What you are asked to do: Show every line of the entries below that contains the string "passenger".

Provided data:
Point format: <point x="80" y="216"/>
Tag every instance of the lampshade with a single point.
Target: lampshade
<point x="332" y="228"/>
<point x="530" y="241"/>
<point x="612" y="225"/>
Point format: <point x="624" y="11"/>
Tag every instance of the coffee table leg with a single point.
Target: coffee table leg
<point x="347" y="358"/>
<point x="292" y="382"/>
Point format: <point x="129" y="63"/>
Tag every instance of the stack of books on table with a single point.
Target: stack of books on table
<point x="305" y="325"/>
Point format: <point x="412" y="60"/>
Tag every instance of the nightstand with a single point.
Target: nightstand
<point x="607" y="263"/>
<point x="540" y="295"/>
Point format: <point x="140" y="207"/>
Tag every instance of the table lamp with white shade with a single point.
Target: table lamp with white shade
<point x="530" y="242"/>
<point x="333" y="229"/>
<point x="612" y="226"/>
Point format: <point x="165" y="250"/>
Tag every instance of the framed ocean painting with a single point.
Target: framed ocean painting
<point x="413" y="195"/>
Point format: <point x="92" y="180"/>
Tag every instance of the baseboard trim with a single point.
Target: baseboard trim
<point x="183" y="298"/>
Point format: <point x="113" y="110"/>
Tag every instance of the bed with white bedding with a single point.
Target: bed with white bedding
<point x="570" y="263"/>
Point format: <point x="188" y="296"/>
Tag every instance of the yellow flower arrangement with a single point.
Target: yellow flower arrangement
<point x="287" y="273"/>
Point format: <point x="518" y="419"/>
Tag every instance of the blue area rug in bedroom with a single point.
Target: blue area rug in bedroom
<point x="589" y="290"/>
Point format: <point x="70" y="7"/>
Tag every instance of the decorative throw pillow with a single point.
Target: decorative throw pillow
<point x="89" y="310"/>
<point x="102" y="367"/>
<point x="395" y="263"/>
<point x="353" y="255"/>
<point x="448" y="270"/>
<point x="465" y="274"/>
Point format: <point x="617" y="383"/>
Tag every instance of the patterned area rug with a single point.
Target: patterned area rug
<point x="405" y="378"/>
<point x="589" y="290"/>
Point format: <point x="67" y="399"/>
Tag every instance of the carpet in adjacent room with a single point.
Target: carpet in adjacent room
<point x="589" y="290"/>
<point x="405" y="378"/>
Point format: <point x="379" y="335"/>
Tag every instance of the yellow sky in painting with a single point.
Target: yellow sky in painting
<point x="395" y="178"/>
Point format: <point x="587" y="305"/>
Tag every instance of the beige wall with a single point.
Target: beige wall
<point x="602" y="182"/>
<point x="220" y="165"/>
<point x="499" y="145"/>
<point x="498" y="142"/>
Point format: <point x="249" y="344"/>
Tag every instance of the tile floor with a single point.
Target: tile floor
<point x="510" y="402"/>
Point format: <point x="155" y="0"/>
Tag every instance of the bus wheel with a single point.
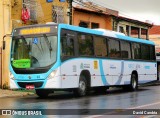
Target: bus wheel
<point x="82" y="89"/>
<point x="134" y="82"/>
<point x="43" y="93"/>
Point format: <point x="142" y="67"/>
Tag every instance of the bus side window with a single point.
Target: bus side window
<point x="114" y="48"/>
<point x="67" y="44"/>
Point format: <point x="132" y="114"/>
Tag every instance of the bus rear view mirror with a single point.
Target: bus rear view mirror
<point x="4" y="42"/>
<point x="4" y="45"/>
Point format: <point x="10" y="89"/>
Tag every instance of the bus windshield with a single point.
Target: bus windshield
<point x="33" y="52"/>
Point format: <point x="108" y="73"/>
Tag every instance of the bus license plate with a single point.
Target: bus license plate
<point x="30" y="87"/>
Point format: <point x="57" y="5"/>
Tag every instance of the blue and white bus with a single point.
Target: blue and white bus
<point x="64" y="57"/>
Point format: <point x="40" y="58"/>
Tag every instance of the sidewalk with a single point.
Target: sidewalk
<point x="14" y="93"/>
<point x="22" y="93"/>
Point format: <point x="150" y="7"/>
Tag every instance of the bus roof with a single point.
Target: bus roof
<point x="108" y="33"/>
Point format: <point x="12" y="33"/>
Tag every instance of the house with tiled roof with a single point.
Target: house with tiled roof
<point x="154" y="35"/>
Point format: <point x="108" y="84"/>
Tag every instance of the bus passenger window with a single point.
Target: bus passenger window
<point x="100" y="46"/>
<point x="85" y="45"/>
<point x="114" y="48"/>
<point x="67" y="44"/>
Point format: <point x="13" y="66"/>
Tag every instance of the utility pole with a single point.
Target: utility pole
<point x="70" y="11"/>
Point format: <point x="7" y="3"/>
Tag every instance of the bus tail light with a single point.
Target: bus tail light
<point x="53" y="73"/>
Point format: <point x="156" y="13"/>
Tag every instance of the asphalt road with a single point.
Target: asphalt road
<point x="114" y="102"/>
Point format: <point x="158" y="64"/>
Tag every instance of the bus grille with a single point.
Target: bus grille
<point x="36" y="84"/>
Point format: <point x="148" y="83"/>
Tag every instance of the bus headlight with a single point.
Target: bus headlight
<point x="11" y="76"/>
<point x="51" y="76"/>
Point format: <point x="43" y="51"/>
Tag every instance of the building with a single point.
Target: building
<point x="92" y="16"/>
<point x="16" y="13"/>
<point x="131" y="27"/>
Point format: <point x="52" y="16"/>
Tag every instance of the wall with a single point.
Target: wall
<point x="104" y="21"/>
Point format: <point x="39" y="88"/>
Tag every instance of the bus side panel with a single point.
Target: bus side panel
<point x="71" y="70"/>
<point x="54" y="82"/>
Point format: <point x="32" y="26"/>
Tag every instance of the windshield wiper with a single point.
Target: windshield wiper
<point x="48" y="43"/>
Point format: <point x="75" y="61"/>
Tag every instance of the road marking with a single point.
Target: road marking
<point x="141" y="106"/>
<point x="145" y="105"/>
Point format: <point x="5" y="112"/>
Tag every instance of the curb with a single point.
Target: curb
<point x="153" y="83"/>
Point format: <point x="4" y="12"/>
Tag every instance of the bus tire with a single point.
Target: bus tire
<point x="134" y="83"/>
<point x="43" y="93"/>
<point x="82" y="87"/>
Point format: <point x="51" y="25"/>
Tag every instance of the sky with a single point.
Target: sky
<point x="136" y="9"/>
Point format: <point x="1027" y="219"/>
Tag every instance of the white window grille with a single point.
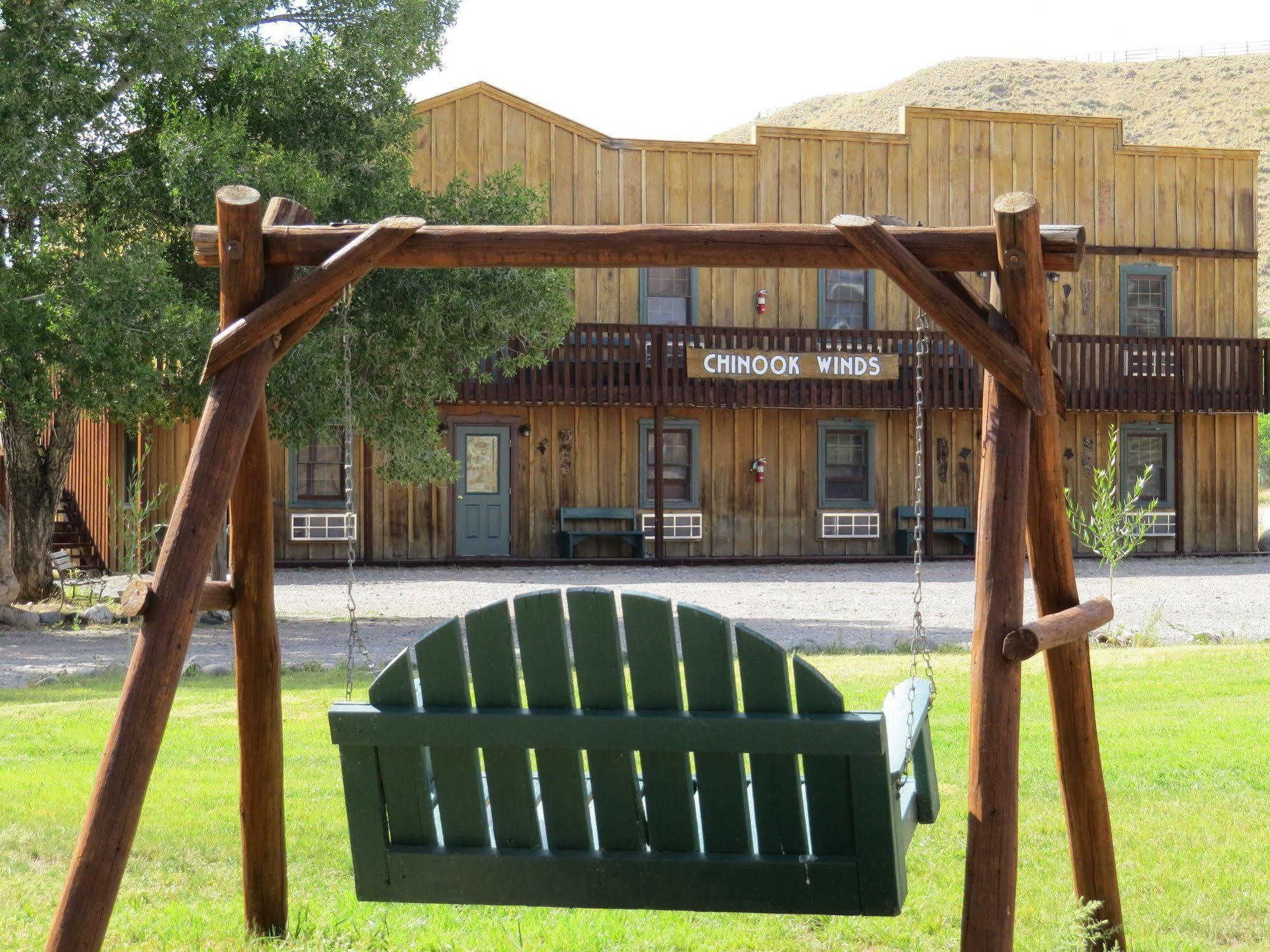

Response to the task:
Tag every instance of the bus passenger window with a single point.
Target: bus passenger window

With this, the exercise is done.